--- START ---

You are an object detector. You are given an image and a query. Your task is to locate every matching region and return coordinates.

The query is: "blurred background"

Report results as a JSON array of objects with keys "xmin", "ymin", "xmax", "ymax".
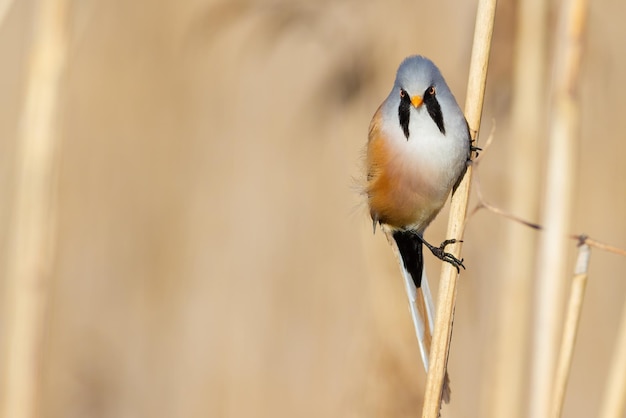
[{"xmin": 1, "ymin": 0, "xmax": 625, "ymax": 417}]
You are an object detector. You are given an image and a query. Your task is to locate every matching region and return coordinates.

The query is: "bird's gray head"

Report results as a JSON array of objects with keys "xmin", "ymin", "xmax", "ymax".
[
  {"xmin": 394, "ymin": 55, "xmax": 446, "ymax": 96},
  {"xmin": 388, "ymin": 55, "xmax": 455, "ymax": 139}
]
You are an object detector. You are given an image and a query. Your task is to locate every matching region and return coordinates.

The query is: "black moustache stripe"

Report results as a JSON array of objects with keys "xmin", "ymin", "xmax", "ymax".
[
  {"xmin": 398, "ymin": 86, "xmax": 446, "ymax": 139},
  {"xmin": 398, "ymin": 89, "xmax": 411, "ymax": 139},
  {"xmin": 424, "ymin": 89, "xmax": 446, "ymax": 135}
]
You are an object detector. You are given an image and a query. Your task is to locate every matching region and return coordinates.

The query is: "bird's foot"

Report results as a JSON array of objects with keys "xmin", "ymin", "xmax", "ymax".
[{"xmin": 423, "ymin": 238, "xmax": 466, "ymax": 273}]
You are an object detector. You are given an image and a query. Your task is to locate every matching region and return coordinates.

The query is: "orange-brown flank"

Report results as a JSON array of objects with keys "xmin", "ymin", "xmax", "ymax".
[{"xmin": 366, "ymin": 109, "xmax": 445, "ymax": 231}]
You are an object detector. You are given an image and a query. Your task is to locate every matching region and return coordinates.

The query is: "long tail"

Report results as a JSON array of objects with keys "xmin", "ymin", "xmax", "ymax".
[{"xmin": 389, "ymin": 229, "xmax": 451, "ymax": 404}]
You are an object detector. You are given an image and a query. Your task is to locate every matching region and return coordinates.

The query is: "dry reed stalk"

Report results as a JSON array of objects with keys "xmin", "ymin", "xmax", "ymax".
[
  {"xmin": 599, "ymin": 295, "xmax": 626, "ymax": 418},
  {"xmin": 420, "ymin": 0, "xmax": 497, "ymax": 415},
  {"xmin": 529, "ymin": 0, "xmax": 588, "ymax": 415},
  {"xmin": 0, "ymin": 0, "xmax": 15, "ymax": 28},
  {"xmin": 549, "ymin": 243, "xmax": 591, "ymax": 418},
  {"xmin": 488, "ymin": 0, "xmax": 547, "ymax": 415},
  {"xmin": 2, "ymin": 1, "xmax": 68, "ymax": 417}
]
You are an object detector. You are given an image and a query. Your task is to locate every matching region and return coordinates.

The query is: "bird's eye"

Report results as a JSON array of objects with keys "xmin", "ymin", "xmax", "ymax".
[
  {"xmin": 428, "ymin": 86, "xmax": 436, "ymax": 96},
  {"xmin": 400, "ymin": 89, "xmax": 406, "ymax": 98}
]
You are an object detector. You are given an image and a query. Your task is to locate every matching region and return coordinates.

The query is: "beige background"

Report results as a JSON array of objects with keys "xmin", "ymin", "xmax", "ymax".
[{"xmin": 1, "ymin": 0, "xmax": 625, "ymax": 417}]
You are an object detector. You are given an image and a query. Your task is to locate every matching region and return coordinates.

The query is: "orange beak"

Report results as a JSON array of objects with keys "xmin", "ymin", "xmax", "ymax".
[{"xmin": 411, "ymin": 95, "xmax": 423, "ymax": 108}]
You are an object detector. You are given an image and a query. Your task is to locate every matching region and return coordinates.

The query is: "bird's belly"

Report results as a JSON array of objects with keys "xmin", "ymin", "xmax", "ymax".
[
  {"xmin": 368, "ymin": 160, "xmax": 450, "ymax": 230},
  {"xmin": 366, "ymin": 118, "xmax": 464, "ymax": 231}
]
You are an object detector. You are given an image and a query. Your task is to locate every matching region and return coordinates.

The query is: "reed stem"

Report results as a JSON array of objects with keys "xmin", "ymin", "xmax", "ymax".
[{"xmin": 421, "ymin": 0, "xmax": 497, "ymax": 415}]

--- END ---

_ACTIVITY_.
The listing is to be repeated exactly, with its pictures removed.

_ANSWER BOX_.
You are an object detector. You are given an image and a query. Your task is to locate every matching region and return coordinates.

The query is: "blurred background"

Report results as a JSON array of objects with keys "xmin", "ymin", "xmax", "ymax".
[{"xmin": 1, "ymin": 0, "xmax": 625, "ymax": 417}]
You are an object detector. You are given an image and a query. Your task is to locate every matching region and return coordinates.

The query is: "bird's gray head"

Report results as a JSON array of objects with keys "xmin", "ymin", "xmax", "ymax".
[
  {"xmin": 394, "ymin": 55, "xmax": 446, "ymax": 96},
  {"xmin": 388, "ymin": 55, "xmax": 455, "ymax": 139}
]
You are an object detector. You are given an image and a query. Your task is to locate every matching region and return coordinates.

The query is: "black moustache stripe"

Report results as a JSON array of objects with keys "xmin", "ymin", "xmax", "ymax".
[
  {"xmin": 398, "ymin": 86, "xmax": 446, "ymax": 139},
  {"xmin": 398, "ymin": 89, "xmax": 411, "ymax": 139},
  {"xmin": 424, "ymin": 89, "xmax": 446, "ymax": 135}
]
You are an object detector. You are given an image and a query. Your task is to locate every matching region and return coordinates.

The query is: "bird's foot"

Report results as a JSON array of objects with keys "xmin", "ymin", "xmax", "ymax".
[{"xmin": 423, "ymin": 238, "xmax": 466, "ymax": 273}]
You are an object detector. You are given an image and a query. Your task is to locate every matching region and return coordinates.

The query is: "orange-brown flank"

Report results as a JSON array of objects with keys "xmin", "ymin", "xmax", "ymax".
[{"xmin": 366, "ymin": 109, "xmax": 445, "ymax": 231}]
You are an object detector. You are given an image and a query. Your task is to locate every matching region and return coordinates.

The query is: "long tail"

Report results as a JSON array of objects with keys "xmin", "ymin", "xmax", "ymax".
[{"xmin": 389, "ymin": 229, "xmax": 451, "ymax": 404}]
You are an object detector. You are given an image and a query. Your task is to locate every matching region and return coordinates.

The query is: "dry reed stalk"

Report results as a JSON array of objects with keys "xmin", "ymin", "xmax", "ymax".
[
  {"xmin": 599, "ymin": 295, "xmax": 626, "ymax": 418},
  {"xmin": 420, "ymin": 0, "xmax": 497, "ymax": 415},
  {"xmin": 529, "ymin": 0, "xmax": 588, "ymax": 415},
  {"xmin": 0, "ymin": 0, "xmax": 15, "ymax": 28},
  {"xmin": 549, "ymin": 243, "xmax": 591, "ymax": 418},
  {"xmin": 488, "ymin": 0, "xmax": 547, "ymax": 415},
  {"xmin": 2, "ymin": 1, "xmax": 68, "ymax": 417}
]
You are an object detector. You are given an image and a query. Your task is to locate every matching region and return coordinates.

The query is: "bird's eye"

Report results as a JSON array of objects with keys "xmin", "ymin", "xmax", "ymax".
[
  {"xmin": 428, "ymin": 86, "xmax": 436, "ymax": 96},
  {"xmin": 400, "ymin": 89, "xmax": 406, "ymax": 98}
]
You are an object detector. You are given an image and a query. Your task is to locate every matching region and return coordinates.

The query is: "beige background"

Report results as a JSON array of objects with keys "xmin", "ymin", "xmax", "ymax".
[{"xmin": 1, "ymin": 0, "xmax": 625, "ymax": 417}]
You are an object detector. You are given an image and a query. Your task is to locate every matching region and return coordinates.

The query is: "orange beak"

Report results as a JSON array of objects with keys "xmin", "ymin", "xmax", "ymax".
[{"xmin": 411, "ymin": 95, "xmax": 423, "ymax": 108}]
You are an object detector. You are given an image and a query. Your task is to locate every matching region and return coordinates.

The query is: "bird's belly"

Report results as a JSON array of objects with keys "xmin", "ymin", "xmax", "ymax".
[
  {"xmin": 368, "ymin": 160, "xmax": 450, "ymax": 230},
  {"xmin": 366, "ymin": 118, "xmax": 464, "ymax": 231}
]
You are an object detector. You are given an image and a query. Your task is to locate every matching region and return coordinates.

The query is: "reed stem"

Report results as a JSON array of objects with keys "xmin", "ymin", "xmax", "ymax".
[{"xmin": 421, "ymin": 0, "xmax": 497, "ymax": 415}]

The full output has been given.